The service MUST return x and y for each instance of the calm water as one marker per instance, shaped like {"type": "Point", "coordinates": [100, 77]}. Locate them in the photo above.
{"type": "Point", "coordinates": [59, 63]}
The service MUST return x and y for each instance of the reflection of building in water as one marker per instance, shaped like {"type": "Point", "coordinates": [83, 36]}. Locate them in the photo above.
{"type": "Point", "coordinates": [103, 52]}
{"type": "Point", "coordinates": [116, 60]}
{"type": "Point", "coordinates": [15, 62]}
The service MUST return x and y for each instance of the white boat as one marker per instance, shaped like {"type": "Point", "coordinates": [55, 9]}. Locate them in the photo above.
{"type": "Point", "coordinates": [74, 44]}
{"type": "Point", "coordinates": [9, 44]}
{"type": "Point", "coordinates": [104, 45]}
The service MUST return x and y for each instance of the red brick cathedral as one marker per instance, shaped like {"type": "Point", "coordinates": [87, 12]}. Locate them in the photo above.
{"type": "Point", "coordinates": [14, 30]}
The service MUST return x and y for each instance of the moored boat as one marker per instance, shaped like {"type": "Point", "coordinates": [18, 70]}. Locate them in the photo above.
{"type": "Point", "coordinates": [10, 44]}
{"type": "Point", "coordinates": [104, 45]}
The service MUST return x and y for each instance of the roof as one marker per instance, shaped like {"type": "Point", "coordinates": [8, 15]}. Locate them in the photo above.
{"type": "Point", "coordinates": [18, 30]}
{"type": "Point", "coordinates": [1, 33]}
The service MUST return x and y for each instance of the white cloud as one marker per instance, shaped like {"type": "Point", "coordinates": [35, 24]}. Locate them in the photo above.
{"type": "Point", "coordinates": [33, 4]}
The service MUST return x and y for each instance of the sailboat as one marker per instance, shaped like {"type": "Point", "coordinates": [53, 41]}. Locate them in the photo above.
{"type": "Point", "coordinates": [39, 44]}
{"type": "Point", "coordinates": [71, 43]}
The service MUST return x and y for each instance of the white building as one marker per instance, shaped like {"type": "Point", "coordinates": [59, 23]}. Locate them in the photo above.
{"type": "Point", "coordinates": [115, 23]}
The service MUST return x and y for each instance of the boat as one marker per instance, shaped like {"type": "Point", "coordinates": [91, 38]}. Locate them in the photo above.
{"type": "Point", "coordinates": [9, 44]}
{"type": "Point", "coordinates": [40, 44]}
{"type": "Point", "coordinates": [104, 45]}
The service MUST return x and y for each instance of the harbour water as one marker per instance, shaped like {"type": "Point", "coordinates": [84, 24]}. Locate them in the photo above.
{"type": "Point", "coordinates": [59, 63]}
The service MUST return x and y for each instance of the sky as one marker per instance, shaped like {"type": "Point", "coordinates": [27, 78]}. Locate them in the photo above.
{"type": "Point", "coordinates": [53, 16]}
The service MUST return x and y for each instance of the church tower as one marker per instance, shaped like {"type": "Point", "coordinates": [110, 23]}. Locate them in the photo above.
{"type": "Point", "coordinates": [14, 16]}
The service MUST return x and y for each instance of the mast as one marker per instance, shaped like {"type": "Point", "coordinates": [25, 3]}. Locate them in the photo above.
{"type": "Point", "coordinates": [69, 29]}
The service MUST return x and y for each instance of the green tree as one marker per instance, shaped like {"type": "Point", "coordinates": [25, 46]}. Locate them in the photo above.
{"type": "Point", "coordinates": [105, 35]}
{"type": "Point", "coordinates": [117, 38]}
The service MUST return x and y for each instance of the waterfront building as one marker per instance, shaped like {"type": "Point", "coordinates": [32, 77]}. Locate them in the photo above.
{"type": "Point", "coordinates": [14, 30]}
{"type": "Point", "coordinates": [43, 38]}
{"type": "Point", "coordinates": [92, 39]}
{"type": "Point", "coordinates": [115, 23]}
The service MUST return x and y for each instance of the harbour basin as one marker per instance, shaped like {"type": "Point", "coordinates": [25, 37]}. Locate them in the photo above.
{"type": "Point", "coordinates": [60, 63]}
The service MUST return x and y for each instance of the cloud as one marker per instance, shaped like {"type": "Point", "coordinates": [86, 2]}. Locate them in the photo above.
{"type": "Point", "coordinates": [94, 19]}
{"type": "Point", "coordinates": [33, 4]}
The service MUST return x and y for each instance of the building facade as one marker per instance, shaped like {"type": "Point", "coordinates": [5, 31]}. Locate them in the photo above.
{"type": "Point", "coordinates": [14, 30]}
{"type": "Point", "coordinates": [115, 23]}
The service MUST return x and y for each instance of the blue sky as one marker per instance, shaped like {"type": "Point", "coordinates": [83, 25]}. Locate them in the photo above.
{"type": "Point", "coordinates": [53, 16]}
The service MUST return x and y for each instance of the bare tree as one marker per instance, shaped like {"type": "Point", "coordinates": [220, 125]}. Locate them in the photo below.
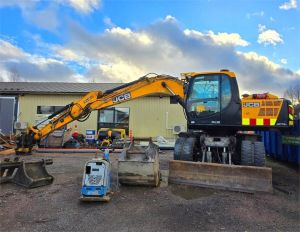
{"type": "Point", "coordinates": [293, 93]}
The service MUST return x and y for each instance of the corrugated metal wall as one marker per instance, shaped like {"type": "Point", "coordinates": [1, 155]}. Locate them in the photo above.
{"type": "Point", "coordinates": [149, 116]}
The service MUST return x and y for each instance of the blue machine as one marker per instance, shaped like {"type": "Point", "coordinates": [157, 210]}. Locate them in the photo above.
{"type": "Point", "coordinates": [90, 136]}
{"type": "Point", "coordinates": [96, 183]}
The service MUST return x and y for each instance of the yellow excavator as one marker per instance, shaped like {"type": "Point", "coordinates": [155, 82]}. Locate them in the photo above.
{"type": "Point", "coordinates": [215, 151]}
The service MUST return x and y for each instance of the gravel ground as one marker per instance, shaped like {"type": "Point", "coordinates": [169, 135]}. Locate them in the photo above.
{"type": "Point", "coordinates": [168, 208]}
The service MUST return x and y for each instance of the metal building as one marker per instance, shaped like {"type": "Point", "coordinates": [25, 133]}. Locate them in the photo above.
{"type": "Point", "coordinates": [34, 101]}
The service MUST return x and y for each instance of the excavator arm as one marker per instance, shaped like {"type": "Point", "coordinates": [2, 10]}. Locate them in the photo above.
{"type": "Point", "coordinates": [80, 110]}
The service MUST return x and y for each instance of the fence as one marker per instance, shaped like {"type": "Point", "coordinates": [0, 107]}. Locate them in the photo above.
{"type": "Point", "coordinates": [283, 147]}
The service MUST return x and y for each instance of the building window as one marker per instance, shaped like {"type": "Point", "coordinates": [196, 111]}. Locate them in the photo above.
{"type": "Point", "coordinates": [48, 109]}
{"type": "Point", "coordinates": [115, 117]}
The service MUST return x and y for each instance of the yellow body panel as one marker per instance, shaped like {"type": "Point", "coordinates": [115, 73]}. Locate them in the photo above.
{"type": "Point", "coordinates": [261, 112]}
{"type": "Point", "coordinates": [96, 100]}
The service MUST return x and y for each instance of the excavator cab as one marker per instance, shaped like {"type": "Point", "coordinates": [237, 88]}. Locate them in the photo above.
{"type": "Point", "coordinates": [212, 100]}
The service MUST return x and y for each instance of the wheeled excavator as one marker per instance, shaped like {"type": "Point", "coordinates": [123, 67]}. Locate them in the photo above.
======
REQUIREMENT: Keep every word of the data as it is when you write it out, but drop the pictures.

ANSWER FOR THIS EXERCISE:
The service MUST return x and y for each instance of the calm water as one marker per instance, shaped like {"type": "Point", "coordinates": [100, 77]}. Locate them in the photo above.
{"type": "Point", "coordinates": [59, 63]}
The service MUST return x and y for each instance of the reflection of building in water as one marker per instance, shaped like {"type": "Point", "coordinates": [83, 36]}. Locate them in the photo above.
{"type": "Point", "coordinates": [103, 52]}
{"type": "Point", "coordinates": [116, 60]}
{"type": "Point", "coordinates": [15, 62]}
The service MUST return x and y for each instance of the white boat as one marker per instance, shaped like {"type": "Point", "coordinates": [55, 9]}. Locate them in the photo above.
{"type": "Point", "coordinates": [74, 44]}
{"type": "Point", "coordinates": [9, 44]}
{"type": "Point", "coordinates": [104, 45]}
The service MUST return x and y for each instance of the red brick cathedral as one marker per instance, shaped like {"type": "Point", "coordinates": [87, 12]}. Locate them in the photo above.
{"type": "Point", "coordinates": [14, 30]}
The service MUST return x and y for each instance of the moored boat as one marker per instance, shaped like {"type": "Point", "coordinates": [18, 70]}. Locate them in the photo above.
{"type": "Point", "coordinates": [10, 44]}
{"type": "Point", "coordinates": [104, 45]}
The service MUST return x and y for each instance of the roof as one marker per instance, shaped like {"type": "Point", "coordinates": [8, 15]}. Locate them in the photo above.
{"type": "Point", "coordinates": [18, 30]}
{"type": "Point", "coordinates": [1, 33]}
The service MUST return x and y for each instance of the white cloud as one marker per instance, shaped like {"type": "Point", "coordinates": [35, 24]}. Locate them in the photo above.
{"type": "Point", "coordinates": [33, 4]}
The service MUST return x and y for each instance of the sailboat as one marker per instance, shaped like {"type": "Point", "coordinates": [53, 41]}. Locate them in the photo above.
{"type": "Point", "coordinates": [39, 44]}
{"type": "Point", "coordinates": [71, 43]}
The service MUST return x and y for each instance of the white building as one marker per instance, shaped like {"type": "Point", "coordinates": [59, 23]}. Locate them in the photo above.
{"type": "Point", "coordinates": [115, 23]}
The service MUST return x and y for each instance of the boat as one marker per instance, shaped like {"type": "Point", "coordinates": [91, 38]}. Locate them in the photo above.
{"type": "Point", "coordinates": [9, 44]}
{"type": "Point", "coordinates": [40, 44]}
{"type": "Point", "coordinates": [104, 45]}
The service MUST return x and y for each instance of the harbour water as one marker per instance, shaped like {"type": "Point", "coordinates": [84, 24]}. Locate them in the photo above.
{"type": "Point", "coordinates": [59, 63]}
The service MUST return x and y for each instance of the sky as one marker per instance, shaped like {"type": "Point", "coordinates": [27, 78]}. Locate them in the photo above.
{"type": "Point", "coordinates": [53, 16]}
The service MUST return x and y for each instance of the church tower as one marker per instance, shaped like {"type": "Point", "coordinates": [110, 23]}. Locate them in the photo above.
{"type": "Point", "coordinates": [14, 16]}
The service MUST return x and y for each instance of the mast as one marker per instance, shaped like {"type": "Point", "coordinates": [25, 3]}. Locate them in the photo above.
{"type": "Point", "coordinates": [69, 29]}
The service MUST return x and y for each instance of the green tree as one marker per instance, shaped like {"type": "Point", "coordinates": [25, 46]}. Locate them in the photo above.
{"type": "Point", "coordinates": [105, 35]}
{"type": "Point", "coordinates": [117, 38]}
The service MUST return x and y for each instance of the waterfront building as one marker per instance, shaped like {"type": "Point", "coordinates": [32, 77]}. Locate them in the photo above.
{"type": "Point", "coordinates": [14, 30]}
{"type": "Point", "coordinates": [43, 38]}
{"type": "Point", "coordinates": [92, 39]}
{"type": "Point", "coordinates": [115, 23]}
The service MUST return x and y for each instance of the harbour basin as one marker per instance, shaped like {"type": "Point", "coordinates": [25, 37]}. Locate them in the photo above.
{"type": "Point", "coordinates": [60, 63]}
The service MUST return x and y for each instance of the cloud as one marker per instance, shaped like {"type": "Point", "coordinates": [86, 2]}. Locate them in the photo above.
{"type": "Point", "coordinates": [94, 19]}
{"type": "Point", "coordinates": [33, 4]}
The service MUST return x and y for each instance of the building facade as one marker per instance, shaped like {"type": "Point", "coordinates": [5, 31]}. Locate them in the photo above.
{"type": "Point", "coordinates": [14, 30]}
{"type": "Point", "coordinates": [115, 23]}
The service MUST return x and y for each instance of the blue sky as one marker per instance, shaped like {"type": "Point", "coordinates": [83, 25]}. Locate them in the photo above.
{"type": "Point", "coordinates": [53, 16]}
The service MUST return x and y for each instance of the bare tree as one marker per instance, shaped like {"type": "Point", "coordinates": [220, 125]}. Locate them in the photo below.
{"type": "Point", "coordinates": [293, 93]}
The service MUST return x and y for each instance of the corrugated metal wall as one marker per instance, shaped like {"type": "Point", "coordinates": [1, 155]}. Locate them in the photo above.
{"type": "Point", "coordinates": [149, 116]}
The service MUST return x and y for each instance of the blue machine as one marker per instance, shaped like {"type": "Point", "coordinates": [157, 210]}. Locate them in the photo above.
{"type": "Point", "coordinates": [90, 136]}
{"type": "Point", "coordinates": [96, 183]}
The service MUST return x and y for each instance of the yellow excavator as one marker per instance, shaped like {"type": "Point", "coordinates": [155, 82]}. Locate them in the photo above.
{"type": "Point", "coordinates": [215, 151]}
The service MUST return x and y for each instance of the gravel ground as one marker per instance, shaped like {"type": "Point", "coordinates": [169, 135]}. Locate them in the photo above.
{"type": "Point", "coordinates": [168, 208]}
The service MUST return x and y for each instance of the metal building as one marker per instance, shaped like {"type": "Point", "coordinates": [25, 133]}. Locate them in the photo above.
{"type": "Point", "coordinates": [34, 101]}
The service MUST return x and y for each instance of the excavator arm as one marker per instance, shaped like {"type": "Point", "coordinates": [2, 10]}. Locate them in the photo above.
{"type": "Point", "coordinates": [80, 110]}
The service MUST return x and y for each instance of the fence as one marker per instance, shaped like {"type": "Point", "coordinates": [0, 107]}. Locate them in the photo above.
{"type": "Point", "coordinates": [283, 147]}
The service MUST return x and y for each instance of the building window as one marker per instance, shaped like {"type": "Point", "coordinates": [196, 111]}. Locate them in the photo above.
{"type": "Point", "coordinates": [48, 109]}
{"type": "Point", "coordinates": [115, 117]}
The service MUST return x and y for each instance of the yellow body panel as one marker per instance, shaped like {"type": "Point", "coordinates": [115, 73]}. Locate them in the photo above.
{"type": "Point", "coordinates": [261, 112]}
{"type": "Point", "coordinates": [96, 100]}
The service MUST return x and y for each instance of the excavator cab as one marker per instance, shaped like {"type": "Point", "coordinates": [237, 88]}. Locate them in the photo above.
{"type": "Point", "coordinates": [212, 100]}
The service MUST return x and y for each instance of the wheeled excavator as one marker per instance, shaped like {"type": "Point", "coordinates": [123, 67]}. Locate them in the photo above.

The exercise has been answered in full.